■ TASK INSTRUCTIONS
A - From the passage on goodwill impairment testing below, list every significant assumption it names as used in estimating fair value.
B - In the passage on goodwill impairment testing below, what does the discount rate used in the income approach represent?
C - Extend the passage on goodwill impairment testing below with a few sentences that carry on after its final sentence.

■ TEXT TO READ
════════

If the Company performs the qualitative assessment and determines that it is more likely than not that its
fair value is less than its carrying amount, or if the Company chooses to bypass the qualitative
assessment, a quantitative test is performed. The quantitative test compares the fair value of the
reporting unit to its carrying amount, including goodwill. If the carrying amount of the reporting unit
exceeds its fair value, an impairment loss is recorded. Management estimates the fair value of the
reporting unit by using the income approach, or a combination of the income and market approach. The
income approach is applied using a discounted cash flow analysis which relies on management’s best
estimate of the reporting units’ projected cash flows. The analysis includes an estimate of terminal values
based on these expected cash flows using a methodology which derives a valuation using an assumed
perpetual annuity based on the reporting unit’s residual cash flows. The discount rate used is a market
participant rate based on a peer group of publicly traded comparable companies and represents the
weighted average cost of capital of comparable companies. When using the market approach,
management estimates fair value based on comparable companies and transactions within the utility
industry. Significant assumptions used in estimating the fair value include discount and growth rates, rate
case assumptions including future cost of capital, valuation of the reporting units' net operating loss
(“NOL”) and projected operating and capital cash flows. Adverse changes in these assumptions could
result in a future material impairment of the goodwill assigned to Emera’s reporting units.

════════

■ DATA SHOWN
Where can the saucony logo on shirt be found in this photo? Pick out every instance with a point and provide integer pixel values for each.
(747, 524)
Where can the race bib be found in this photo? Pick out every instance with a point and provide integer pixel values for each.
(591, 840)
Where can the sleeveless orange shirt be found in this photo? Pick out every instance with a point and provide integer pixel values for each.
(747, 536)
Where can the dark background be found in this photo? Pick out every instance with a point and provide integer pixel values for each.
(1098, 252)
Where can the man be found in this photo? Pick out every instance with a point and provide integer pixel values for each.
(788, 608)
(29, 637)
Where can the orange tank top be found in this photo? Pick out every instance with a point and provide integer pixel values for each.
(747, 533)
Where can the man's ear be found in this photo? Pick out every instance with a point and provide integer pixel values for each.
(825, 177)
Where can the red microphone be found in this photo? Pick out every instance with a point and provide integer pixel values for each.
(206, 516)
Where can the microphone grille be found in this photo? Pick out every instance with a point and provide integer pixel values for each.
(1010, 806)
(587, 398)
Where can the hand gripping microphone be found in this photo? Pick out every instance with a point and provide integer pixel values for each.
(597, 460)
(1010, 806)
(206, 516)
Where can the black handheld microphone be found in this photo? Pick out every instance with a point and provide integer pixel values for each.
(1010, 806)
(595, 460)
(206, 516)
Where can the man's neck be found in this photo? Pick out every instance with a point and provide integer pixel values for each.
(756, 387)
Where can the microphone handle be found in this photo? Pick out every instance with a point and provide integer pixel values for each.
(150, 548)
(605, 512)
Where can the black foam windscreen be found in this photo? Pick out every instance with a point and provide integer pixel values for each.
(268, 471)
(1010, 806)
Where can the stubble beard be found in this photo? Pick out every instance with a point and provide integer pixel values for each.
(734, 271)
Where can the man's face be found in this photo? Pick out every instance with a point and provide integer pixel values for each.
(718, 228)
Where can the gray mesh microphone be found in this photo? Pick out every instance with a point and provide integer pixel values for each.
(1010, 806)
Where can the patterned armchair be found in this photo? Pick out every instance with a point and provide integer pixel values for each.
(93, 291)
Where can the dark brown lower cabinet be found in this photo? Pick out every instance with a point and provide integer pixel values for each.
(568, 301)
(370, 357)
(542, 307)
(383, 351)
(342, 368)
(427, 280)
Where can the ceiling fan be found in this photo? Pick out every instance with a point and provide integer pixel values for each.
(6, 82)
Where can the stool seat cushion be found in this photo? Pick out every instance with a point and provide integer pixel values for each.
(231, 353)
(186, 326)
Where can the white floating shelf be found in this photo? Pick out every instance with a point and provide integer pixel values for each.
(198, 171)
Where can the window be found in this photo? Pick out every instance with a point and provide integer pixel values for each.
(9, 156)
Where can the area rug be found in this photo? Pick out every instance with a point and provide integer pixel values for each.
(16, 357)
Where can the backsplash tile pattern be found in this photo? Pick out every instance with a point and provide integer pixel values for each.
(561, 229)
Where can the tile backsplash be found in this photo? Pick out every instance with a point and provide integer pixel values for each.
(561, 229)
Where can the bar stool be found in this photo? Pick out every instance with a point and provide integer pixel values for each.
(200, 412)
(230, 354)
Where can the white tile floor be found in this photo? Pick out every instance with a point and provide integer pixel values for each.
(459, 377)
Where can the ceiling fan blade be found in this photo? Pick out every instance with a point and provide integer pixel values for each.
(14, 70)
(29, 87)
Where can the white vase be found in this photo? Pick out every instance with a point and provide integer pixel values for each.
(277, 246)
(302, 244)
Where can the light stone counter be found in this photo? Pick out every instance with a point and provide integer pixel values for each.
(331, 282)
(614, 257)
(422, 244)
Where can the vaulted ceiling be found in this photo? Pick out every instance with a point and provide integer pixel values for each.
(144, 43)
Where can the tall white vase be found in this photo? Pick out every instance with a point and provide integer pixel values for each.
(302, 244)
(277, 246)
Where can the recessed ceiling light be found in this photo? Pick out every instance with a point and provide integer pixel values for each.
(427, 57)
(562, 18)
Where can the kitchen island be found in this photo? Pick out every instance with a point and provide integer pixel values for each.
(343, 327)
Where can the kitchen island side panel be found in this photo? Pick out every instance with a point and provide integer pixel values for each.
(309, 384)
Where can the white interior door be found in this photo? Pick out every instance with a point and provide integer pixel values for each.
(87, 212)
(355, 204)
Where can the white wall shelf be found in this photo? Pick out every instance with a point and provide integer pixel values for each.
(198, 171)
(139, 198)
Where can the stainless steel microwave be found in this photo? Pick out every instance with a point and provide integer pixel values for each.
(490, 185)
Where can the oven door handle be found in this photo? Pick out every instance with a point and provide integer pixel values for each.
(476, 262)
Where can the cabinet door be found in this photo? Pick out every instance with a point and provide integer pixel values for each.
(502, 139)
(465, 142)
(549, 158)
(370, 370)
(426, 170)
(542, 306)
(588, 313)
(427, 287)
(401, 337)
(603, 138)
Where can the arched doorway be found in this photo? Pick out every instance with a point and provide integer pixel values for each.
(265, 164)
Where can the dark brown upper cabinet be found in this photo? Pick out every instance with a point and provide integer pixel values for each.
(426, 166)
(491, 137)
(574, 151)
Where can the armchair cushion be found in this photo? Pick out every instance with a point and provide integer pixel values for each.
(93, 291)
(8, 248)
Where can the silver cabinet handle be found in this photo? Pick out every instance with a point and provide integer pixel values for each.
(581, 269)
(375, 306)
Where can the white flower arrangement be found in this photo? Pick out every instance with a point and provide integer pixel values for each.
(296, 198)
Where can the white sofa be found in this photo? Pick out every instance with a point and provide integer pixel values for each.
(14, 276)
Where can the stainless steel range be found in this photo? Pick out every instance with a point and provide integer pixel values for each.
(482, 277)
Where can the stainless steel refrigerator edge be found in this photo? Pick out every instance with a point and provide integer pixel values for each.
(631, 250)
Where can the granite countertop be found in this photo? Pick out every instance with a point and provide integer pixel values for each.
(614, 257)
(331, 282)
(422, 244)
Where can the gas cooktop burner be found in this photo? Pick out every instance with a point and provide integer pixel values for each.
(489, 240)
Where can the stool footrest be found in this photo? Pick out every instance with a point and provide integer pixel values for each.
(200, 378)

════════

■ ANSWER SET
A -
- Discount rates
- Growth rates
- Rate case assumptions, including future cost of capital
- Valuation of the reporting units' net operating loss (NOL)
- Projected operating and capital cash flows

B - It represents the weighted average cost of capital of comparable companies.

C -
 
As of December 31, 2022, $
6,009
 
million of Emera’s goodwill represents the excess of the acquisition
purchase price for TECO Energy (Tampa Electric, PGS and NMGC reporting units) over the fair values
assigned to identifiable assets acquired and liabilities assumed. In Q4 2022, qualitative assessments
were performed for Tampa Electric and PGS given the significant excess of fair value over carrying
amounts calculated during the last quantitative test in Q4 2019. Management concluded it was more likely
than not that the fair value of these reporting units exceeded their respective carrying amounts, including
goodwill. As such, no quantitative testing was required. For the NMGC reporting unit, Emera elected to
bypass a qualitative assessment and performed a quantitative impairment assessment using a
combination of the income and market approach. This assessment estimated that the fair value of the
NMGC reporting unit exceeded its carrying amount, including goodwill. As a result of this assessment,
no
impairment charges were recognized.
In Q4 2022, the Company elected to bypass a qualitative assessment and performed a quantitative
impairment assessment for GBPC, using the income approach, as this reporting unit is sensitive to
changes in assumptions due to limited excess of fair value over the carrying value, including goodwill.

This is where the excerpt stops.